### ACTION ITEM
Scan the entries below for the string "wooden" and copy every line where it turns up.

[Excerpts from a dataset]
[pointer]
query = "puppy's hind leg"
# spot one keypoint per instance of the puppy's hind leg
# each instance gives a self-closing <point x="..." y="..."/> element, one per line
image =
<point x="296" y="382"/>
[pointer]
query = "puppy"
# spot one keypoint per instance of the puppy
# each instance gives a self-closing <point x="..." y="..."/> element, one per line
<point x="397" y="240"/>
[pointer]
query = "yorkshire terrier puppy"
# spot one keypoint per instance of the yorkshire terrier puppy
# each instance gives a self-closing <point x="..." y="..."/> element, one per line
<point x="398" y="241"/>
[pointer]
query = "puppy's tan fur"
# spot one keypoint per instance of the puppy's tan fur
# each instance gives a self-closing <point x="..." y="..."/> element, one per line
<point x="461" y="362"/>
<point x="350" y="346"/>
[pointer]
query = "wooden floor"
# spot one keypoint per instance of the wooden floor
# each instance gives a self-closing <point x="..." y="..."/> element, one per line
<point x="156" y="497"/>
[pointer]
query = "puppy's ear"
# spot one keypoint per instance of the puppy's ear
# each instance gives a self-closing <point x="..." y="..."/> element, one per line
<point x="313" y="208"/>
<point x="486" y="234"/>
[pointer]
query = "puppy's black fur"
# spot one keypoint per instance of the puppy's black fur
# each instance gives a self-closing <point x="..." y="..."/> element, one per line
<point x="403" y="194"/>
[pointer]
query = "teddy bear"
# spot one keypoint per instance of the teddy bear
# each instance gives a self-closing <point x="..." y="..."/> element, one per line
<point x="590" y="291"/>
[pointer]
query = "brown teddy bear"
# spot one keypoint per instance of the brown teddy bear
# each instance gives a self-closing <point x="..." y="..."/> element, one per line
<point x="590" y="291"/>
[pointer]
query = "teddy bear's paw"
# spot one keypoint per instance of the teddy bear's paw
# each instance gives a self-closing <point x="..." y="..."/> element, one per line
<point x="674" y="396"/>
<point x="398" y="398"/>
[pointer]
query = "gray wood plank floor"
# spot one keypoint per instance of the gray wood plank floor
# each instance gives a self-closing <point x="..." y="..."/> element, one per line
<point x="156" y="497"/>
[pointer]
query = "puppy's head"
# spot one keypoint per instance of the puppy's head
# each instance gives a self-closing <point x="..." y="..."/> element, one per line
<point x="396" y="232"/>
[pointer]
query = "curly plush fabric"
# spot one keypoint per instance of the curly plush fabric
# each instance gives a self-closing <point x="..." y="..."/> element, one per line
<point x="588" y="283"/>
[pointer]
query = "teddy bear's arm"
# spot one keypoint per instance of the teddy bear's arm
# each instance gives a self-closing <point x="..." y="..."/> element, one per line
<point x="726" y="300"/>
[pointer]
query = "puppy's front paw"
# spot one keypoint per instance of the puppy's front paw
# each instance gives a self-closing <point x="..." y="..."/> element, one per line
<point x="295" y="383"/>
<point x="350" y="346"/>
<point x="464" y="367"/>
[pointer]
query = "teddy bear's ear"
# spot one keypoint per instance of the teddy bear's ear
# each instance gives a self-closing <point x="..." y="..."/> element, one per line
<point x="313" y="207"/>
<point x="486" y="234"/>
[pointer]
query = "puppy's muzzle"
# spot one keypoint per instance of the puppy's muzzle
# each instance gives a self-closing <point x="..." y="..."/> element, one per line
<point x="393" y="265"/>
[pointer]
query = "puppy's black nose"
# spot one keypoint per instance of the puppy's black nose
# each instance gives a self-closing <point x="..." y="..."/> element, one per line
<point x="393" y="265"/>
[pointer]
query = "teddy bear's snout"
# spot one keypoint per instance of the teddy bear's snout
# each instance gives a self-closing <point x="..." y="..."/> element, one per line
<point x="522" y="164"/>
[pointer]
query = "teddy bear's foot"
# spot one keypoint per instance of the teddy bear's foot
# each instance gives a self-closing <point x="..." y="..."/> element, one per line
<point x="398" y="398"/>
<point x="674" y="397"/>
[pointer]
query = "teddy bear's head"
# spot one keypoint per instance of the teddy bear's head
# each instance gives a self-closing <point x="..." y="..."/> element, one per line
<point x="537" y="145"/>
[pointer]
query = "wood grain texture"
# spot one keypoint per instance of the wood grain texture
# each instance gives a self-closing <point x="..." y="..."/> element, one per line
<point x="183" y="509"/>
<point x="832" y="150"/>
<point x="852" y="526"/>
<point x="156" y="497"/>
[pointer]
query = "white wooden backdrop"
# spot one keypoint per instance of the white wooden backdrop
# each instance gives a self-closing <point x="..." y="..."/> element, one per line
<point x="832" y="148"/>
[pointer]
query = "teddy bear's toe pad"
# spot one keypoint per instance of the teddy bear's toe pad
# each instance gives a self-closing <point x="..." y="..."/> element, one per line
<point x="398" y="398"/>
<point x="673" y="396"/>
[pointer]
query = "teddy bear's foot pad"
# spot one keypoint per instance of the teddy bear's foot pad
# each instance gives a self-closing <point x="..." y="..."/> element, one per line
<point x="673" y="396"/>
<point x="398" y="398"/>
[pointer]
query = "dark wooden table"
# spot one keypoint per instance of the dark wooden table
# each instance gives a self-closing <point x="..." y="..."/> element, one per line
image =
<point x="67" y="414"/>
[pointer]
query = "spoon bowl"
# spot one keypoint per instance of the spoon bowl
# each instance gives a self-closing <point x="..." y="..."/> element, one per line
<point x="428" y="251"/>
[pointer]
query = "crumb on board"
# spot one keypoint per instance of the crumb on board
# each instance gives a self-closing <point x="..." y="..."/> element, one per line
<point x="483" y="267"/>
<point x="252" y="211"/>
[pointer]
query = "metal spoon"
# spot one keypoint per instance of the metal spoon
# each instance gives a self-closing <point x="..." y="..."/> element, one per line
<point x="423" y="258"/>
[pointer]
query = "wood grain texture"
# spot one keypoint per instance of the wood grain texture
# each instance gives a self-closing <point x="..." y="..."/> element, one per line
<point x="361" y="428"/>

### THE COMPLETED TASK
query = "wooden floor"
# spot one keypoint per instance of the wooden floor
query = "white wooden backdrop"
# spot one keypoint per instance of the white wooden backdrop
query = "dark wooden table"
# spot one keypoint per instance of the dark wooden table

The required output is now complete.